Restate the records below word for word, leaving nothing out.

→ **MATERIAL FOR THIS EXERCISE**:
+ + + + +

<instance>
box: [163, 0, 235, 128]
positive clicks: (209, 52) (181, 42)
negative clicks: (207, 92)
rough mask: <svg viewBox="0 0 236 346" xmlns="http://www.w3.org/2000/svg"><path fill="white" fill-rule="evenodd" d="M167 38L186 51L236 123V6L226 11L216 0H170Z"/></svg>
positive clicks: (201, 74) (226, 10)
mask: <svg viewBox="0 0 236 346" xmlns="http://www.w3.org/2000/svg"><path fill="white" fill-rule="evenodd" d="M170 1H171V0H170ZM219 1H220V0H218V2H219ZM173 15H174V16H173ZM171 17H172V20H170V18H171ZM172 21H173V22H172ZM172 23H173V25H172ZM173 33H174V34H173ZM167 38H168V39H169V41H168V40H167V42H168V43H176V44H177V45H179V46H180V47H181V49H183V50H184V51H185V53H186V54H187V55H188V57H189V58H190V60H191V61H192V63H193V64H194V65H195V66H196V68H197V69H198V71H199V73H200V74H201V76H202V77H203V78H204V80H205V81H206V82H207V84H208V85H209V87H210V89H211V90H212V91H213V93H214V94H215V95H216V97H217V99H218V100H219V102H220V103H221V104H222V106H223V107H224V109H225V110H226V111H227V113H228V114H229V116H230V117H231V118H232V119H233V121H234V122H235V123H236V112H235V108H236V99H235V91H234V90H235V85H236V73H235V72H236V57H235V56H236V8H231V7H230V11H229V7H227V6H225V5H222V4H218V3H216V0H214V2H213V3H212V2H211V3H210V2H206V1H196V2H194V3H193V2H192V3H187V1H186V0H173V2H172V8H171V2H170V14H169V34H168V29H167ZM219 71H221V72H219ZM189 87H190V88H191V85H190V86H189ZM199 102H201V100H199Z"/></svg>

+ + + + +

→ **REPLY**:
<instance>
box: [163, 0, 235, 128]
positive clicks: (209, 52) (181, 42)
negative clicks: (207, 92)
rough mask: <svg viewBox="0 0 236 346" xmlns="http://www.w3.org/2000/svg"><path fill="white" fill-rule="evenodd" d="M167 38L186 51L236 123V6L226 11L216 0H170Z"/></svg>
positive clicks: (201, 74) (226, 10)
mask: <svg viewBox="0 0 236 346" xmlns="http://www.w3.org/2000/svg"><path fill="white" fill-rule="evenodd" d="M170 1H171V0H170ZM219 1H220V0H218V2H219ZM173 15H174V16H173ZM171 17H172V20H170V18H171ZM172 21H173V22H172ZM172 23H173V25H172ZM173 33H174V34H173ZM167 38H168V39H169V41H168V40H167V42H168V43H176V44H177V45H179V46H180V47H181V49H183V50H184V51H185V53H186V54H187V55H188V57H189V58H190V60H191V61H192V63H193V64H194V65H195V66H196V68H197V69H198V71H199V73H200V74H201V76H202V77H203V78H204V80H205V81H206V82H207V84H208V85H209V87H210V89H211V90H212V91H213V93H214V94H215V95H216V97H217V99H218V100H219V102H220V103H221V104H222V106H223V107H224V109H225V110H226V111H227V113H228V114H229V116H230V117H231V118H232V119H233V121H234V122H235V123H236V112H235V108H236V99H235V91H234V90H235V85H236V73H235V72H236V57H235V56H236V8H231V7H230V11H229V7H227V6H225V5H222V4H218V3H216V0H214V2H213V3H212V2H211V3H210V2H206V1H196V2H194V3H193V2H192V3H187V1H186V0H173V2H172V8H171V2H170V14H169V34H168V29H167ZM219 71H221V72H219ZM189 87H190V88H191V85H190V86H189ZM199 102H201V100H199Z"/></svg>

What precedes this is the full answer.